## [Selected excerpt]
Start
The Lion, the Witch and the Wardrobe is the UK’s Favourite Book

According to a OnePoll survey of 2,000 UK adults, The Lion, the Witch and the Wardrobe is Britain’s most popular book. It is an intriguing find, but not inconsistent with other surveys and with research by people like Stephanie Derrick (see here). The top 50 list as a whole is pretty intriguing. Six of the seven Harry Potter books are in the top 10, with Harry Potter and the Philosopher’s Stone as the #3 book and J.K. Rowling as the top writer. The list is very film-adaptation driven, which is hardly surprising given the budgets–and occasionally the linked quality–of bestseller adaptations.
End
## [Supplied information]
Start
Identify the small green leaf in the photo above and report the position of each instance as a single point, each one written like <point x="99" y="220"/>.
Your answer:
End
Start
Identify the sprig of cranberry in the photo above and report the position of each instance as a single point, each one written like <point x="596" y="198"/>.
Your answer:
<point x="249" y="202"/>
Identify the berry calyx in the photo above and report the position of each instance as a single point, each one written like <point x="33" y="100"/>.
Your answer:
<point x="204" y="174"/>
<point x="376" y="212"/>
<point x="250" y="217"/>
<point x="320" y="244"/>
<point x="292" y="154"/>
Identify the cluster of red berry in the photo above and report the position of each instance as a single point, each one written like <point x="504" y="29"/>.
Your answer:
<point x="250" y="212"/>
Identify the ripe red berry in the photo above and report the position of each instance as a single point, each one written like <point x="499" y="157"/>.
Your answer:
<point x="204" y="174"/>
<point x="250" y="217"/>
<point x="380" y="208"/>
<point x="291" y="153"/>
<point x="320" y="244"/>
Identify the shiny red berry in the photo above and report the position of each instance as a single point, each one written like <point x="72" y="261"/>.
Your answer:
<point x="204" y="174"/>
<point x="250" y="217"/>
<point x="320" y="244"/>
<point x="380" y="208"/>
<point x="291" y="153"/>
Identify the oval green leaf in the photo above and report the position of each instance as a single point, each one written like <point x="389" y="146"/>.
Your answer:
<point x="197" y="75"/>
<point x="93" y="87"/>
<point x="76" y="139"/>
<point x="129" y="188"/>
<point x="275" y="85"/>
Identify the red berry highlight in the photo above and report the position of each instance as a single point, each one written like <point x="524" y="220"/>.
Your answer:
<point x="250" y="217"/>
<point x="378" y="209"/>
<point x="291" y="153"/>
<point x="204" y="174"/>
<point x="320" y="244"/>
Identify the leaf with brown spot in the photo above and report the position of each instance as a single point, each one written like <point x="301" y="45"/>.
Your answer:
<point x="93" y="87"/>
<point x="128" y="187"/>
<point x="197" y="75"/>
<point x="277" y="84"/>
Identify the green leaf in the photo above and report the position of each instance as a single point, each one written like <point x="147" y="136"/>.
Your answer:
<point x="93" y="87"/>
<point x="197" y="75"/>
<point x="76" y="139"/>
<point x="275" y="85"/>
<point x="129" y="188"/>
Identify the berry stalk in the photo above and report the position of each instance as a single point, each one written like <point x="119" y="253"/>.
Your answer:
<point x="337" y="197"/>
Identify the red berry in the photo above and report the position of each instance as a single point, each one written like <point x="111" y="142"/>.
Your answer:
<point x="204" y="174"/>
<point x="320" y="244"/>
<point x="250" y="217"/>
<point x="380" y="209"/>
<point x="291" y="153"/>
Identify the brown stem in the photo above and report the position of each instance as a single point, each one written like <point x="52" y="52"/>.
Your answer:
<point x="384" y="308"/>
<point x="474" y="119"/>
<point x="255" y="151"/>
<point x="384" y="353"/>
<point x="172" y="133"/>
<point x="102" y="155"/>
End
Start
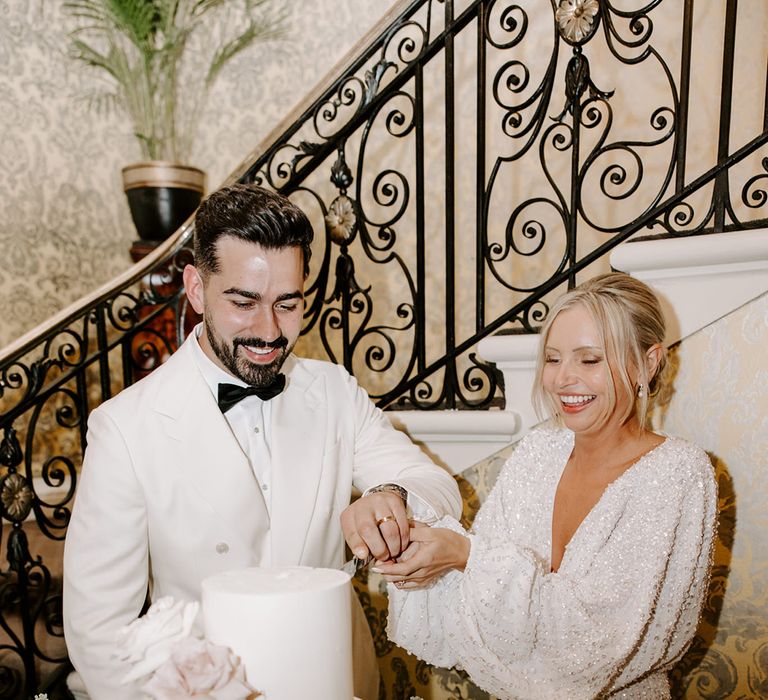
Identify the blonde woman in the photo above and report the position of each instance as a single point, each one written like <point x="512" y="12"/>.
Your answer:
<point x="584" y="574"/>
End
## [Goals]
(1) According to the article on the UK's favorite book, how many UK adults took part in the OnePoll survey?
(2) List every number written in digits in the article on the UK's favorite book.
(3) Translate this sentence from the article on the UK's favorite book into Spanish: "According to a OnePoll survey of 2,000 UK adults, The Lion, the Witch and the Wardrobe is Britain’s most popular book."

## [Answers provided]
(1) 2,000

(2) 2,000; 50; 10; 3

(3) Según una encuesta de OnePoll a 2.000 adultos del Reino Unido, El león, la bruja y el armario es el libro más popular de Gran Bretaña.